[TASK]:
In the entries below, substitute "Locate" for "Detect" and write out everything from the first line through the line holding "[347,200,429,294]", inclusive, with all else unchanged.

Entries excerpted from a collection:
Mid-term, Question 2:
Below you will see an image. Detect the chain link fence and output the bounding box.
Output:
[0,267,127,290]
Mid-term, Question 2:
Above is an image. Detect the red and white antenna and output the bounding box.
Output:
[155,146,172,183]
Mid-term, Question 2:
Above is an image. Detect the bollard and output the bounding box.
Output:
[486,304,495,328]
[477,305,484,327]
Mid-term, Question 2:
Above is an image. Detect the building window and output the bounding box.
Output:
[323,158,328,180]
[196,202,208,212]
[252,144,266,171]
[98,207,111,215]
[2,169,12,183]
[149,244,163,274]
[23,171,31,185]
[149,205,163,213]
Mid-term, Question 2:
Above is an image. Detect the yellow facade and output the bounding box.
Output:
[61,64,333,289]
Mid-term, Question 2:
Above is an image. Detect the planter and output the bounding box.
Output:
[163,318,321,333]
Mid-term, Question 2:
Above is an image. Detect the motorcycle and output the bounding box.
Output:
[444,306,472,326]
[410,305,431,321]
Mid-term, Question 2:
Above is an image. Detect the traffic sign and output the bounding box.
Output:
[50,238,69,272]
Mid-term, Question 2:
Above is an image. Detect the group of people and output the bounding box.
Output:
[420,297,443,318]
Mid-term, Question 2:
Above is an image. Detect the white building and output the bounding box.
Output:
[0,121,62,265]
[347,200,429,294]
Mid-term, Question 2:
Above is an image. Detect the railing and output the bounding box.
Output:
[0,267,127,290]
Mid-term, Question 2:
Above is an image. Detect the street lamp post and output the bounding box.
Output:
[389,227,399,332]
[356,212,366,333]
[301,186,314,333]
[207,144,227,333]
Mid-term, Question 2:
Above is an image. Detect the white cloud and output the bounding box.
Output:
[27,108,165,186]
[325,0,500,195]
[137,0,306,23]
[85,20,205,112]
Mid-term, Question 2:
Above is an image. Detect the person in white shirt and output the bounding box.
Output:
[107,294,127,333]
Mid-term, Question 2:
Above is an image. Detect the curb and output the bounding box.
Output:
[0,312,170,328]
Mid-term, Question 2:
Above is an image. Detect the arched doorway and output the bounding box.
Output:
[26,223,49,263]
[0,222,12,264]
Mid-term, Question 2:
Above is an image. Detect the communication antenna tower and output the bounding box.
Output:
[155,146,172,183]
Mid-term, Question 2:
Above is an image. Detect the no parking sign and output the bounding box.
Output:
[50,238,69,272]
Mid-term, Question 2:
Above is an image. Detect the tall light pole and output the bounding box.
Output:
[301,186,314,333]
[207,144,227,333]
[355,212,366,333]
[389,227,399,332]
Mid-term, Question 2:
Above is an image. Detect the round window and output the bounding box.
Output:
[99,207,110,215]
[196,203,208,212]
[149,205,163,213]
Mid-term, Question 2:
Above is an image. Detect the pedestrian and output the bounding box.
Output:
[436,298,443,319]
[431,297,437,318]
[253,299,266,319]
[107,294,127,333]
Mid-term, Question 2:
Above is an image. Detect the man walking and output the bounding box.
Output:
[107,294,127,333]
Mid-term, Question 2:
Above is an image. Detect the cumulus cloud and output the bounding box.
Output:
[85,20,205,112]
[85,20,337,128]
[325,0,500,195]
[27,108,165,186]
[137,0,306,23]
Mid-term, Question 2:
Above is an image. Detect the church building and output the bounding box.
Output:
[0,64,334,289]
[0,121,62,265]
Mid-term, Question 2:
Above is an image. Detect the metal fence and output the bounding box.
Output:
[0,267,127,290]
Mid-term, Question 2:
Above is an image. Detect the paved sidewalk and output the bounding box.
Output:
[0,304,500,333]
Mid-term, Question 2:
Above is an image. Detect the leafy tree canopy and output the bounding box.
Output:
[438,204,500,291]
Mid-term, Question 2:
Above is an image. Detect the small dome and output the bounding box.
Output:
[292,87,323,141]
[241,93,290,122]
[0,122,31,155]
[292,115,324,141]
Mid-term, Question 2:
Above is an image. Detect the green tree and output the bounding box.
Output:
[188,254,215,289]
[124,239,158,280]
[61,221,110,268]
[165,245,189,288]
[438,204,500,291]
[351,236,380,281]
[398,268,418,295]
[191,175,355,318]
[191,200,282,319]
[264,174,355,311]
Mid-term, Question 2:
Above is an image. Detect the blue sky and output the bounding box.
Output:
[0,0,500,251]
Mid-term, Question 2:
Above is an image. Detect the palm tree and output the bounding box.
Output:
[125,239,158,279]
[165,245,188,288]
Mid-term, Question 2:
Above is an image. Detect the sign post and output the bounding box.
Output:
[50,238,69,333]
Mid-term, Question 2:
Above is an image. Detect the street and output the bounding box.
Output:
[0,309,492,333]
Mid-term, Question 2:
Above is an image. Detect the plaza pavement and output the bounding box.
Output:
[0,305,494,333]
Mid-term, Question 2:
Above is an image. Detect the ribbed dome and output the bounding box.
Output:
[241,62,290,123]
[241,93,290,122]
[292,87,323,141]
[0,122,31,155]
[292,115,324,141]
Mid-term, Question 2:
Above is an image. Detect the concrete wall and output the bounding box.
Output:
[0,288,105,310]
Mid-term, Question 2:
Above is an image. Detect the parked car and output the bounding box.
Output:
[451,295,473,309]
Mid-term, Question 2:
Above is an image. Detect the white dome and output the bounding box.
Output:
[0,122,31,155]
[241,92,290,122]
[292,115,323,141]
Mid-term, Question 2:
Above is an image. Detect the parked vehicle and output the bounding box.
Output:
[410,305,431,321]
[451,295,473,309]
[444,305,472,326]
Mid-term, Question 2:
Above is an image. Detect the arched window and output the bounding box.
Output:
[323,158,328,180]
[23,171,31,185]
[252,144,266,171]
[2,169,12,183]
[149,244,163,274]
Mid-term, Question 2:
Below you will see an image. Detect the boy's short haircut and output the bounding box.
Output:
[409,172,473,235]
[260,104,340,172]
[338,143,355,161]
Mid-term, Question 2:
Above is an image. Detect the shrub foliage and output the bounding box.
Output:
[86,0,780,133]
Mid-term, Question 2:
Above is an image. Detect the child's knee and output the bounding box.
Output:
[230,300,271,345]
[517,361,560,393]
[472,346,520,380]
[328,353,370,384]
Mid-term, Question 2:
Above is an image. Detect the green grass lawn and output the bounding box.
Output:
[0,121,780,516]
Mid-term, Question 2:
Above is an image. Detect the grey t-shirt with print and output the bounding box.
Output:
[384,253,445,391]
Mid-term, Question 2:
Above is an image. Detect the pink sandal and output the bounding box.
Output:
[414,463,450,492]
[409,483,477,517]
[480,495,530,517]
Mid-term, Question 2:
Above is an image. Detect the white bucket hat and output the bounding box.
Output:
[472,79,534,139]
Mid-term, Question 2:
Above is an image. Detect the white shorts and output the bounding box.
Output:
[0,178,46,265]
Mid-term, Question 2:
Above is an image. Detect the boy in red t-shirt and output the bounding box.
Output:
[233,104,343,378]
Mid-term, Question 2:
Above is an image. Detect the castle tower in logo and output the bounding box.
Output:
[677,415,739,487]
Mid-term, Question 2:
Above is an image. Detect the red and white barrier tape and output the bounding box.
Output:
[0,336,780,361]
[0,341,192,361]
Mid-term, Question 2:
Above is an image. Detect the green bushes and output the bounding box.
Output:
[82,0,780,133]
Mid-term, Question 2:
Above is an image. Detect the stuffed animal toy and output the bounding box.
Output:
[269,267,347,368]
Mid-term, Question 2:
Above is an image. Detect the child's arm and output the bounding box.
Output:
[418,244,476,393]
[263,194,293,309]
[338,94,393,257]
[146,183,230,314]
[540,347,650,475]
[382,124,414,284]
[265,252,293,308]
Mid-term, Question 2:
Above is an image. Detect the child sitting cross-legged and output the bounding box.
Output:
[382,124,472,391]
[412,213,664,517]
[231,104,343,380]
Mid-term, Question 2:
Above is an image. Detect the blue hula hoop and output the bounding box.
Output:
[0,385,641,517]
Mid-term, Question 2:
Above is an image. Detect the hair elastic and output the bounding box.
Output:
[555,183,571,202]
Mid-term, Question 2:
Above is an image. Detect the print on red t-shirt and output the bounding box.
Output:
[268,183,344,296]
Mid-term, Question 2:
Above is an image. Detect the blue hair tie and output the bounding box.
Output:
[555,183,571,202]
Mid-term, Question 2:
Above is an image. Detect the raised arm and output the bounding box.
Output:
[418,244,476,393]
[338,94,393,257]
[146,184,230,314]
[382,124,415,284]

[TASK RESULT]:
Mid-term, Question 2:
Below you will see an image. Locate the chain link fence and output the bounding box.
Output:
[0,267,127,290]
Mid-term, Question 2:
Above is an image. Locate the red and white antenna and output the bounding box.
Output:
[155,146,172,183]
Mid-term, Question 2:
Above is an image. Locate the bollard and output the bounding box.
Output:
[486,304,495,328]
[477,305,484,327]
Mid-term, Question 2:
Above is an image. Locate the building window and output the bounding box.
Output:
[323,158,328,180]
[196,202,208,212]
[252,144,266,171]
[98,207,111,215]
[2,169,12,183]
[149,244,163,274]
[23,171,31,185]
[149,205,163,213]
Mid-term, Question 2:
Above is an image. Locate the yellow facade and output the bounding box.
Output:
[61,64,333,289]
Mid-term, Question 2:
Above is an image. Locate the planter and output the bounding box.
Output:
[163,318,321,333]
Mid-term, Question 2:
Above is an image. Locate the motorcycle and output the bounding box.
Output:
[444,306,472,326]
[410,305,431,321]
Mid-term, Question 2:
Above is an image. Locate the traffic sign and output the bounding box.
Output:
[50,238,69,272]
Mid-term, Question 2:
Above is an image. Locate the group of people and output the bounding box.
Output:
[420,297,443,318]
Mid-term, Question 2:
Above is an image. Locate the white building and output the bounding box.
Output:
[0,121,62,265]
[347,200,429,294]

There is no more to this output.